-- Information given follows --

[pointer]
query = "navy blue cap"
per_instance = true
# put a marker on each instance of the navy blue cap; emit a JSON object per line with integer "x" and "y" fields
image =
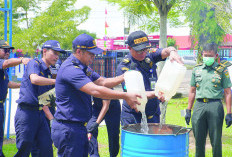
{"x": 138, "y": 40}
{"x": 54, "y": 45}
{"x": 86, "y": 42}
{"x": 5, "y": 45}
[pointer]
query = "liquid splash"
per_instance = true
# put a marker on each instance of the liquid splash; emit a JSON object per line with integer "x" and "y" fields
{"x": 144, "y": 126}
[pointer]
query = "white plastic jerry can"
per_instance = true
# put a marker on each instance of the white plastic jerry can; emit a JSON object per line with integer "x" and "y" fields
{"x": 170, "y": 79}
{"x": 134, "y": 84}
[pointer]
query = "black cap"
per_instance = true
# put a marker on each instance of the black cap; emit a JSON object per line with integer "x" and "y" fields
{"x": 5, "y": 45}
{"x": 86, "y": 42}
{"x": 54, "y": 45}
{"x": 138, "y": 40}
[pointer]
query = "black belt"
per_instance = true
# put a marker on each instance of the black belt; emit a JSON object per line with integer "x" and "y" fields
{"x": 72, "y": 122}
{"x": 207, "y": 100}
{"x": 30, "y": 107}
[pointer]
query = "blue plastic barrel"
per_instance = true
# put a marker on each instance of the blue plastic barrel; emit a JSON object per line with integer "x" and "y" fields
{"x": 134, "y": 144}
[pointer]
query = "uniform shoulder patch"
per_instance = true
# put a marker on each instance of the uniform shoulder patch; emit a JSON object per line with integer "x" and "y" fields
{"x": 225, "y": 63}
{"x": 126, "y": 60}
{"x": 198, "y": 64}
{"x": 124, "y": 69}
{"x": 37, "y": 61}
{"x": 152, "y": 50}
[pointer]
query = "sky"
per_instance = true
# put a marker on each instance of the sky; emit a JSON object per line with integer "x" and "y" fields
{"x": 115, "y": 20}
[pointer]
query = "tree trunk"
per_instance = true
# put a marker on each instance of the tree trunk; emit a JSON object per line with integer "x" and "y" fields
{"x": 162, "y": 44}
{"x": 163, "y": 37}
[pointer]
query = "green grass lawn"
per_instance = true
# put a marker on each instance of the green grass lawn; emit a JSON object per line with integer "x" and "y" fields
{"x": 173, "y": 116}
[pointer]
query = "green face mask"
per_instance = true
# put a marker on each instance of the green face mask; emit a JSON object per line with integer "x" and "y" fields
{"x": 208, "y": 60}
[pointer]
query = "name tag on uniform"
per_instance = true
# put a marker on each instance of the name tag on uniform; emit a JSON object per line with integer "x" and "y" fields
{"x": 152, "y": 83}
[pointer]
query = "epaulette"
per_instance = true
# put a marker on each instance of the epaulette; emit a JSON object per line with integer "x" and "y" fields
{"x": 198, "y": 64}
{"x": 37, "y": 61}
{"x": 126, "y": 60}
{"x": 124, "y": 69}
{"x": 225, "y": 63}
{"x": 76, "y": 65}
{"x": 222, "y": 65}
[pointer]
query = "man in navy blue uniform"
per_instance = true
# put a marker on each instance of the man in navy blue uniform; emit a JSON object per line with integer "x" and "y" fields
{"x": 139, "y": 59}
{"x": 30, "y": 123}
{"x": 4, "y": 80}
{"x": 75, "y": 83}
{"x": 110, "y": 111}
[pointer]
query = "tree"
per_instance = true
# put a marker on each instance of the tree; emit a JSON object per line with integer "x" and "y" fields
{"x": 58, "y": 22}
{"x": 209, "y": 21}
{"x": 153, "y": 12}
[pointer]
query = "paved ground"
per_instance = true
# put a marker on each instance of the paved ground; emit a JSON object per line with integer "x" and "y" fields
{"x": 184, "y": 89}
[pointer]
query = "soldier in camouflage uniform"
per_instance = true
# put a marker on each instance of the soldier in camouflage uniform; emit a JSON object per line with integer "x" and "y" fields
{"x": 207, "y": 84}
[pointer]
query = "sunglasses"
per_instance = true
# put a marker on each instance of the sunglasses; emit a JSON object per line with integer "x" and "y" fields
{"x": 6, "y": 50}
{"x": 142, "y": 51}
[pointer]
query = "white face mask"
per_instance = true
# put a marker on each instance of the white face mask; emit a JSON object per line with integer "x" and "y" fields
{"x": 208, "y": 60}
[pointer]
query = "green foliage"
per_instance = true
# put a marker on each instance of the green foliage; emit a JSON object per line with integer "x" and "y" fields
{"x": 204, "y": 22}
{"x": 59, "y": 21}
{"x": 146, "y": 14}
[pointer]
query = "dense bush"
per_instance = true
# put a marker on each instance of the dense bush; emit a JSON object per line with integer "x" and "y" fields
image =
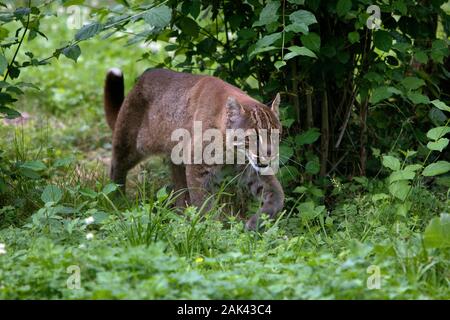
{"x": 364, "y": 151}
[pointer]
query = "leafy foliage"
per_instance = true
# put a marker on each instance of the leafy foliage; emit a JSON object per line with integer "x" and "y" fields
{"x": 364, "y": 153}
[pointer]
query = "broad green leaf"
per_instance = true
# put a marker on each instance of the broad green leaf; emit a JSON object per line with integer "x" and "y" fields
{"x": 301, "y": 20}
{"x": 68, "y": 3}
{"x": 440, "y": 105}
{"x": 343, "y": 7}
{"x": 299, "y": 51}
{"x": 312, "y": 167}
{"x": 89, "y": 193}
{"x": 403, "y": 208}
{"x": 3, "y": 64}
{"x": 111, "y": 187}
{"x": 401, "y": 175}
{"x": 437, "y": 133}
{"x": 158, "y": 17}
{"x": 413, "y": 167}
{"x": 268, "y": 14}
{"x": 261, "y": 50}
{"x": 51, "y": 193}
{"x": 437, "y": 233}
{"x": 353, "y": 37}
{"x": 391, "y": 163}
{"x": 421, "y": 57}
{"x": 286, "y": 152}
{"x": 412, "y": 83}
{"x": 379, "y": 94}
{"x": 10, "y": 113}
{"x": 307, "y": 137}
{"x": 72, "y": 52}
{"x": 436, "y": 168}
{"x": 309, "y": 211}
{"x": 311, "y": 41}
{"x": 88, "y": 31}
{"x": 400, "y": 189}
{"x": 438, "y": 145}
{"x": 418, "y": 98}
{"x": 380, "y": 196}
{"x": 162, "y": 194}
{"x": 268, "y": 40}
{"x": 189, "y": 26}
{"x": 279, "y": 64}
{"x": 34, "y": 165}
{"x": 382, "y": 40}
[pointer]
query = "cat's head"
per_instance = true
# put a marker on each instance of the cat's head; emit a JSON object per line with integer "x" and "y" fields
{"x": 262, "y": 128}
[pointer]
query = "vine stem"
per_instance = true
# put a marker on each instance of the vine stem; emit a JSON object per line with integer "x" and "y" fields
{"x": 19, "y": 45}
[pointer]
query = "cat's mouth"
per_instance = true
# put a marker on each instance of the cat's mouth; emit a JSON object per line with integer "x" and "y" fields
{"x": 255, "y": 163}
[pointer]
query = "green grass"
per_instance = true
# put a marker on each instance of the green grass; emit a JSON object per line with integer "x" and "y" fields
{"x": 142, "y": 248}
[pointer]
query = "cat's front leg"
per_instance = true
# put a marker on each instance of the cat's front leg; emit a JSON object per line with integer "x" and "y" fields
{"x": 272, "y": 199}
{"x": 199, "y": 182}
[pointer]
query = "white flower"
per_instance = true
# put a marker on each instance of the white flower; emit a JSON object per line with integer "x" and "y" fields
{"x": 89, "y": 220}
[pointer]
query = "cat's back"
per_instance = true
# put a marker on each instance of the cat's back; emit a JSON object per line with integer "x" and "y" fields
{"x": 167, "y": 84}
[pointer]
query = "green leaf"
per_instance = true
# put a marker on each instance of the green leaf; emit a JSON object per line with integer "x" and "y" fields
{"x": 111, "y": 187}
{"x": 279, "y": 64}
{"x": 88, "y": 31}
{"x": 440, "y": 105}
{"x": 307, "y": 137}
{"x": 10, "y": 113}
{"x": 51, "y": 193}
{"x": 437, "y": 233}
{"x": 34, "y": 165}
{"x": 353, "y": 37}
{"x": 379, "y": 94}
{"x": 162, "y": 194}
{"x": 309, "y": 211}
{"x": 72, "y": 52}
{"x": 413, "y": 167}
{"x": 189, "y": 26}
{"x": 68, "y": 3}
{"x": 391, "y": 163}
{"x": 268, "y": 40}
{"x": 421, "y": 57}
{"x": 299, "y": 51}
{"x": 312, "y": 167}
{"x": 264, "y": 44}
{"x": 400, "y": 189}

-- Information given concluded --

About this task. Every line above that carries the string "bush" should be copied.

Finished task.
query = "dense bush"
# put a marker on each instance of the dense bush; emit a JSON object per line with integer "x" and "y" fields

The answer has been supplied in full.